▶ Objetivo del ejercicio
Según el fragmento, ¿qué revista dedicó su número del verano al liderazgo político?

¿Qué tipo de liderazgo exigen las sociedades del siglo XXI? Mejor aún, ¿cuál es el liderazgo adecuado para garantizar un mundo libre y próspero?
Por muchas décadas, el tema se volvió marginal entre los académicos. Se pensó primero que todo obedecía a grandes estructuras económicas y sociales. Se pasó después al dominio de los modelos cuantitativos que pretenden explicar la humanidad con precisión matemática. Ni una ni otra perspectiva dejan mayor espacio para el papel de los líderes.
Imposible seguir ocultando el sol con las manos. Estamos acosados de liderazgos, de pretendientes y clamores sociales. El culto eterno a ciertos líderes no parece sorprender –como se demostró en días pasados con la patética fascinación por Fidel Castro, sobreviviente entre muchos intelectuales–. La elección de Trump y la explosión populista en Europa obligan ahora a reflexionar sobre el tema.
Dædalus, la revista de la Academia Americana de las Artes y las Ciencias, le dedicó su número del verano al ‘liderazgo político’. Archie Brown, reconocido sovietólogo de Oxford y autor del libro 'El mito del líder fuerte' (2014), se encargó de la edición, que incorporó una serie de ensayos escritos por prestigiosos académicos como Nannerl O. Keohane, Barbara Kellerman y Anthony King.
Keohane parte de la distinción entre liderazgo y poder. Con frecuencia, el poder (de la fuerza o del dinero) existe sin liderazgo. Es la concentración del poder, según Keohane, la que se opone a la igualdad política, principio fundamental en democracia. Pero hay liderazgos que conducen al abuso del poder. ¿Cómo asegurar entonces que los liderazgos sirvan al fortalecimiento de las democracias, no a su debilitamiento?
La revolución informática ha creado desafíos que harían del liderazgo un problema aparentemente paradójico. Algunos trazan paralelos entre el auge de las redes sociales y la crisis del liderazgo contemporáneo. Los líderes, como los expertos en cualquier materia, estarían perdiendo relevancia frente a las comunidades empoderadas por la tecnología.
“Los líderes se han debilitado mientras los seguidores se han fortalecido” dice Barbara Kellerman. Pero he aquí la paradoja: es en este escenario de “seguidores fortalecidos” con liderazgos en crisis donde surgen los mesianismos populistas, de derecha e izquierda.

▶ Datos de entrada

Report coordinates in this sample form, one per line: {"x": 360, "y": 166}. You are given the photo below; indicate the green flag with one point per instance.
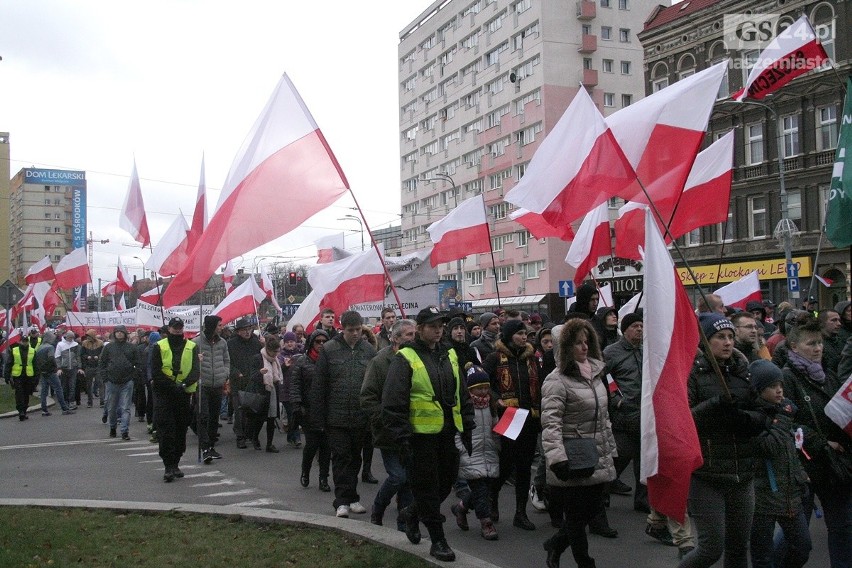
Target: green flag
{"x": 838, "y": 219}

--

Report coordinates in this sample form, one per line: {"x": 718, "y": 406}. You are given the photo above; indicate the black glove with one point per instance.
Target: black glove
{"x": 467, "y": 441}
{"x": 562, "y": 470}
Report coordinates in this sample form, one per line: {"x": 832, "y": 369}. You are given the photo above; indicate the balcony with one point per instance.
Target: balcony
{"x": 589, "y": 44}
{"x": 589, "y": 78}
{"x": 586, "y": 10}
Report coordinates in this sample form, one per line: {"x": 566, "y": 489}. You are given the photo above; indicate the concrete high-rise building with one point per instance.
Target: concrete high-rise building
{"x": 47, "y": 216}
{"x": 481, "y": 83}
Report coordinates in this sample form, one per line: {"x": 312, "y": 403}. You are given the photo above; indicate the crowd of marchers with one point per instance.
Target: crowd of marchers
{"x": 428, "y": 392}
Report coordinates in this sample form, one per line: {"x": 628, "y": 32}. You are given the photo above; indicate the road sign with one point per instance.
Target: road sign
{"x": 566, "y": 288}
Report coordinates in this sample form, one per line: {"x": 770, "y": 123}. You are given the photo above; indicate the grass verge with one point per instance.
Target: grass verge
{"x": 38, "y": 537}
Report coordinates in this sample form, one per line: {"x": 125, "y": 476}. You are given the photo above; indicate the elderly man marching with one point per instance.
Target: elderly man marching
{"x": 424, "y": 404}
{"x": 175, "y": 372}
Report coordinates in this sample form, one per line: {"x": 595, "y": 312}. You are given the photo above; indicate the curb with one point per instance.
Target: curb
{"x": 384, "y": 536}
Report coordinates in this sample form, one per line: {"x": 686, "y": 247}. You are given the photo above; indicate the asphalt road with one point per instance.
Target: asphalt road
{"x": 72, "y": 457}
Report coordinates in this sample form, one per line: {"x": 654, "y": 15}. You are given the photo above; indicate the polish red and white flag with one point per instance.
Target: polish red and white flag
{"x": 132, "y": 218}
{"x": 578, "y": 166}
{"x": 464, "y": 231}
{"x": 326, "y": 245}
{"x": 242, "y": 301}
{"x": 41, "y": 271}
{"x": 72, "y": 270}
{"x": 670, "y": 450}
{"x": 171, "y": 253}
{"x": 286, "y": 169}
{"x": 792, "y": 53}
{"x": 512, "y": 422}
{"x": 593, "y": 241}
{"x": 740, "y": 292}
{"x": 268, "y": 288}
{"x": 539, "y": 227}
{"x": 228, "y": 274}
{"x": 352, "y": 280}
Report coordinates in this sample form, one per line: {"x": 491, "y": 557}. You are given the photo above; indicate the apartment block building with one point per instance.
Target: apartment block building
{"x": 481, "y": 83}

▶ Sección de respuesta
Dædalus, la revista de la Academia Americana de las Artes y las Ciencias.